• **Objective A**
In one to three sentences, explain why SEBI issued the Notices of Demand, as the report on SEBI's recovery notices states it.

• **Passage given**
▼

SEBI issues recovery notices against four in DU Digital scrip case
SEBI has issued Notices of Demand dated 2 July 2026 under recovery certificates 9190 to 9193 against four individuals in the matter of trading activity in the DU Digital Technologies scrip.
The Enforcement Action
The Securities and Exchange Board of India (SEBI) has begun recovery proceedings against four individuals in connection with trading in the scrip of DU Digital Technologies Limited, now DU Digital Global Limited. In a set of Notices of Demand dated 2 July 2026, the regulator invoked recovery certificates numbered 9190 to 9193 of 2026, each naming a separate person and each described as arising "in the matter of trading activities of certain entities" in that scrip.
The four notices name Girish Kantilal Parmar (PAN AUDPP6127A) under RC No. 9190, Dhaval Girishbhai Parmar (PAN EPZPP2397F) under RC No. 9191, Sagarkumar Pravinchandra Dataniya (PAN BJIPD7414F) under RC No. 9192, and Jigneshkumar Purshottamdas Patel (PAN AQEPP8019J) under RC No. 9193. Each Notice of Demand was posted in SEBI's recovery-proceedings section on 2 July 2026.

▲

Items from a data source:
▼

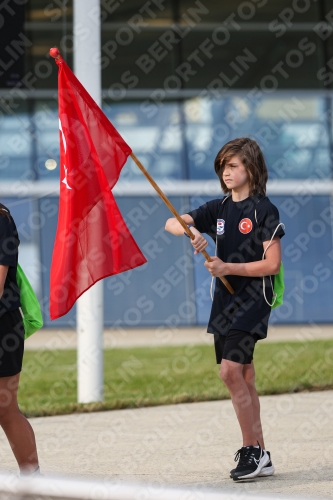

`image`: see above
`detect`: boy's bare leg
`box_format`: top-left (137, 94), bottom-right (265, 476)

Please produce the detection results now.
top-left (243, 362), bottom-right (265, 450)
top-left (220, 359), bottom-right (260, 446)
top-left (0, 373), bottom-right (38, 474)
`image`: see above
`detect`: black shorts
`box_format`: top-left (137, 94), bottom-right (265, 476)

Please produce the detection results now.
top-left (214, 330), bottom-right (258, 365)
top-left (0, 309), bottom-right (24, 377)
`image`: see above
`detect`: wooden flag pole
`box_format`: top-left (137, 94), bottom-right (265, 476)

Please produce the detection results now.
top-left (130, 153), bottom-right (235, 294)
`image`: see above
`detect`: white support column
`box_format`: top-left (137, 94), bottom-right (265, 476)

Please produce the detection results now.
top-left (73, 0), bottom-right (104, 403)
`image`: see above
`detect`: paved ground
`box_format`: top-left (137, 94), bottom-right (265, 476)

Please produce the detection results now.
top-left (26, 325), bottom-right (333, 349)
top-left (0, 391), bottom-right (333, 498)
top-left (8, 325), bottom-right (333, 498)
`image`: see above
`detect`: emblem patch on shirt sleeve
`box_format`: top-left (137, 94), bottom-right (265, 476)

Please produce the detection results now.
top-left (216, 219), bottom-right (225, 235)
top-left (238, 219), bottom-right (253, 234)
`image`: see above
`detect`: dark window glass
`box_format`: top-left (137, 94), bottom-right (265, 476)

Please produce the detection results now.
top-left (103, 102), bottom-right (186, 181)
top-left (0, 100), bottom-right (34, 180)
top-left (26, 0), bottom-right (73, 24)
top-left (179, 0), bottom-right (320, 25)
top-left (102, 31), bottom-right (175, 92)
top-left (185, 93), bottom-right (331, 180)
top-left (180, 28), bottom-right (322, 92)
top-left (101, 0), bottom-right (172, 24)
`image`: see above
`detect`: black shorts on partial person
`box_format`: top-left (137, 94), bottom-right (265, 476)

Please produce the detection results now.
top-left (214, 330), bottom-right (258, 365)
top-left (0, 309), bottom-right (24, 377)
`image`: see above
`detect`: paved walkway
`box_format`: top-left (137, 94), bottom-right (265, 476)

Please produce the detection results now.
top-left (26, 325), bottom-right (333, 349)
top-left (0, 391), bottom-right (333, 498)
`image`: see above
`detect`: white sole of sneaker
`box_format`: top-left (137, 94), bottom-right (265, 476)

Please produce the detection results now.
top-left (259, 465), bottom-right (275, 477)
top-left (232, 452), bottom-right (270, 481)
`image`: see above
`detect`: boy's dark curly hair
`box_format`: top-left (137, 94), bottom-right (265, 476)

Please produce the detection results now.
top-left (214, 137), bottom-right (268, 196)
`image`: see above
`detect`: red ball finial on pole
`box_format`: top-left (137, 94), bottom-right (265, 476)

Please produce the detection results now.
top-left (50, 47), bottom-right (61, 60)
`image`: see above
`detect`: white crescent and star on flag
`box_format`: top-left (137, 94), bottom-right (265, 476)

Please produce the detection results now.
top-left (216, 219), bottom-right (225, 235)
top-left (59, 118), bottom-right (72, 189)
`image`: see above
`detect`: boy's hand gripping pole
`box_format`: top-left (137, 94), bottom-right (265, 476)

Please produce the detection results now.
top-left (130, 153), bottom-right (234, 294)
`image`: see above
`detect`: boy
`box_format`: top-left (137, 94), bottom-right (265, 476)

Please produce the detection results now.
top-left (165, 138), bottom-right (284, 481)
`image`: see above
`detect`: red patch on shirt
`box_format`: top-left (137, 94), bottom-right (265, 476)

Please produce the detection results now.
top-left (238, 219), bottom-right (253, 234)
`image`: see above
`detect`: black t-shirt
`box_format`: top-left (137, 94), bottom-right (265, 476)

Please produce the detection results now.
top-left (188, 195), bottom-right (284, 338)
top-left (0, 213), bottom-right (21, 317)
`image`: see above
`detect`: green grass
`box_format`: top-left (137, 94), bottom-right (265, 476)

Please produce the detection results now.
top-left (19, 340), bottom-right (333, 416)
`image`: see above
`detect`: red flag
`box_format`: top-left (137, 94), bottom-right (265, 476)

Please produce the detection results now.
top-left (50, 49), bottom-right (147, 319)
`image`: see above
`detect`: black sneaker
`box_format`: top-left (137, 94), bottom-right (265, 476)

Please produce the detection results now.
top-left (230, 446), bottom-right (269, 481)
top-left (258, 451), bottom-right (275, 476)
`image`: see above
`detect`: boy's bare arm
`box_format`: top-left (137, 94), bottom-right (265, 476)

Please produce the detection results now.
top-left (165, 214), bottom-right (208, 255)
top-left (165, 214), bottom-right (195, 236)
top-left (204, 238), bottom-right (281, 277)
top-left (0, 264), bottom-right (8, 298)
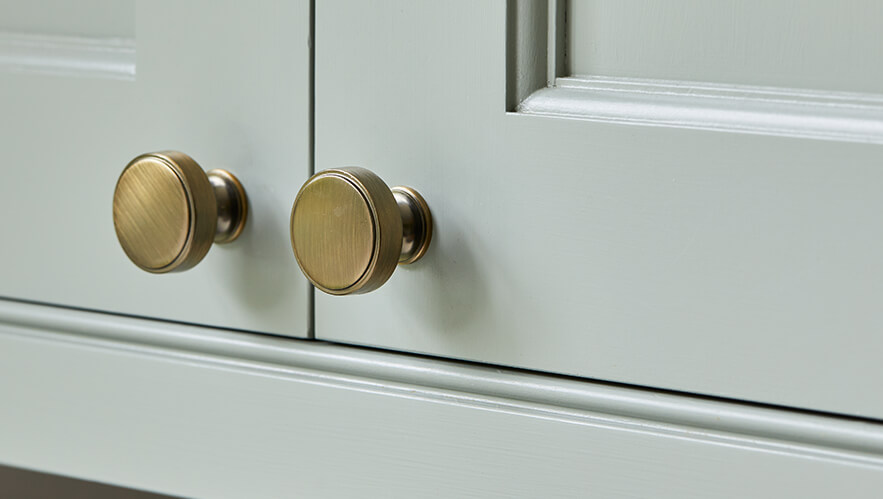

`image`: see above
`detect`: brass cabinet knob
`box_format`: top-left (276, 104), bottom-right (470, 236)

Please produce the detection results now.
top-left (113, 151), bottom-right (248, 273)
top-left (291, 167), bottom-right (432, 295)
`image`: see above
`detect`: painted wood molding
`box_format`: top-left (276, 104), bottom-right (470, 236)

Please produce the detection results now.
top-left (517, 76), bottom-right (883, 144)
top-left (0, 300), bottom-right (883, 497)
top-left (0, 31), bottom-right (135, 80)
top-left (0, 299), bottom-right (883, 463)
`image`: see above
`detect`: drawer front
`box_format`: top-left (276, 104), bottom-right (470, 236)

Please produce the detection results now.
top-left (0, 0), bottom-right (310, 335)
top-left (315, 0), bottom-right (883, 417)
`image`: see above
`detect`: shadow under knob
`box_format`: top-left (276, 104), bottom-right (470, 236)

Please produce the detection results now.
top-left (291, 167), bottom-right (432, 295)
top-left (113, 151), bottom-right (248, 273)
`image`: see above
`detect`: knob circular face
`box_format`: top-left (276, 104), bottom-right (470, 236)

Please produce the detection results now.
top-left (291, 168), bottom-right (402, 295)
top-left (113, 152), bottom-right (217, 273)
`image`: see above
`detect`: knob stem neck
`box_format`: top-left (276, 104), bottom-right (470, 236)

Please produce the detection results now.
top-left (206, 170), bottom-right (248, 244)
top-left (390, 186), bottom-right (432, 265)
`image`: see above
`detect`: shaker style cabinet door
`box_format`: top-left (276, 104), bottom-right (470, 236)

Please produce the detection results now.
top-left (0, 0), bottom-right (310, 336)
top-left (315, 0), bottom-right (883, 417)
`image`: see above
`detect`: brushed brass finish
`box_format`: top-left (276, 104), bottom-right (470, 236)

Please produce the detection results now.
top-left (206, 169), bottom-right (248, 244)
top-left (392, 185), bottom-right (432, 265)
top-left (113, 151), bottom-right (248, 273)
top-left (291, 167), bottom-right (432, 295)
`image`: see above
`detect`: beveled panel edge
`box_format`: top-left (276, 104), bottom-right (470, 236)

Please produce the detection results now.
top-left (516, 76), bottom-right (883, 144)
top-left (0, 298), bottom-right (883, 469)
top-left (0, 31), bottom-right (135, 80)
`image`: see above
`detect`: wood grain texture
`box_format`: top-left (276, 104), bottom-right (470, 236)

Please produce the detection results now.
top-left (315, 0), bottom-right (883, 417)
top-left (0, 302), bottom-right (883, 497)
top-left (0, 0), bottom-right (310, 336)
top-left (567, 0), bottom-right (883, 93)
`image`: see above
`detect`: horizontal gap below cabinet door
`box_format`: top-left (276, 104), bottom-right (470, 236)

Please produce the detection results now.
top-left (0, 300), bottom-right (883, 466)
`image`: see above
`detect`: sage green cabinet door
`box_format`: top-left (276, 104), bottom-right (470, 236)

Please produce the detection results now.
top-left (315, 0), bottom-right (883, 417)
top-left (0, 0), bottom-right (310, 336)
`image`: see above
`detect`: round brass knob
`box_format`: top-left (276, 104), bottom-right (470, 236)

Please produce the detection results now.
top-left (291, 167), bottom-right (432, 295)
top-left (113, 151), bottom-right (248, 274)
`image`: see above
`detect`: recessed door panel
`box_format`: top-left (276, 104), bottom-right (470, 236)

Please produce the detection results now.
top-left (0, 0), bottom-right (310, 336)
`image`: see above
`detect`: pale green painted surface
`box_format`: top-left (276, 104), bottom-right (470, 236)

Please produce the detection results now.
top-left (315, 0), bottom-right (883, 417)
top-left (566, 0), bottom-right (883, 92)
top-left (0, 0), bottom-right (310, 336)
top-left (0, 304), bottom-right (883, 498)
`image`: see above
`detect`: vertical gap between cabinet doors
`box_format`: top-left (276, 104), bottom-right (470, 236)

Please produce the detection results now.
top-left (307, 0), bottom-right (316, 339)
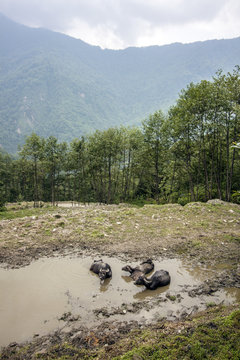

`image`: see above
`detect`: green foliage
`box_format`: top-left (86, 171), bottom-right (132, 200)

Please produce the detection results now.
top-left (0, 67), bottom-right (240, 207)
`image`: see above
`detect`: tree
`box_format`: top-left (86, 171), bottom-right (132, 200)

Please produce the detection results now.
top-left (44, 136), bottom-right (67, 206)
top-left (19, 133), bottom-right (45, 207)
top-left (142, 110), bottom-right (168, 203)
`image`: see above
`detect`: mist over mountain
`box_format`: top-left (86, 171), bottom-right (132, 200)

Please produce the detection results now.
top-left (0, 14), bottom-right (240, 153)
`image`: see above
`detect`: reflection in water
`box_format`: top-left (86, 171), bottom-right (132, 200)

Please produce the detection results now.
top-left (133, 284), bottom-right (170, 300)
top-left (0, 256), bottom-right (237, 346)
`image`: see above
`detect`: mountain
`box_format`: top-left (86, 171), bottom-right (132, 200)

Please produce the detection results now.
top-left (0, 14), bottom-right (240, 153)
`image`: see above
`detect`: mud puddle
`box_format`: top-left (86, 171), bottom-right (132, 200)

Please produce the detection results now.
top-left (0, 256), bottom-right (239, 346)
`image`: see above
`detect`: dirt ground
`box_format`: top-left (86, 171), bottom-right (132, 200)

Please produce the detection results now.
top-left (0, 200), bottom-right (240, 359)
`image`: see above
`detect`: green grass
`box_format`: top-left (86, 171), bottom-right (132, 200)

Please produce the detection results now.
top-left (114, 310), bottom-right (240, 360)
top-left (0, 207), bottom-right (56, 220)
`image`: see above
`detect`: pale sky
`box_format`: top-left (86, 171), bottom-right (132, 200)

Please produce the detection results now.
top-left (0, 0), bottom-right (240, 49)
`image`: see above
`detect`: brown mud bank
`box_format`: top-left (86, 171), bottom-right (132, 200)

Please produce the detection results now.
top-left (0, 201), bottom-right (240, 359)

▲

• **Objective B**
Pick out every line of the records that contains the word "painted".

• **Exercise result A**
SEBI issued the Notices of Demand in connection with trading in the scrip of DU Digital Technologies Limited, now DU Digital Global Limited. Each notice is described as arising "in the matter of trading activities of certain entities" in that scrip.

• **Exercise result B**
`detect`: painted wood molding
`detect`: pale green painted surface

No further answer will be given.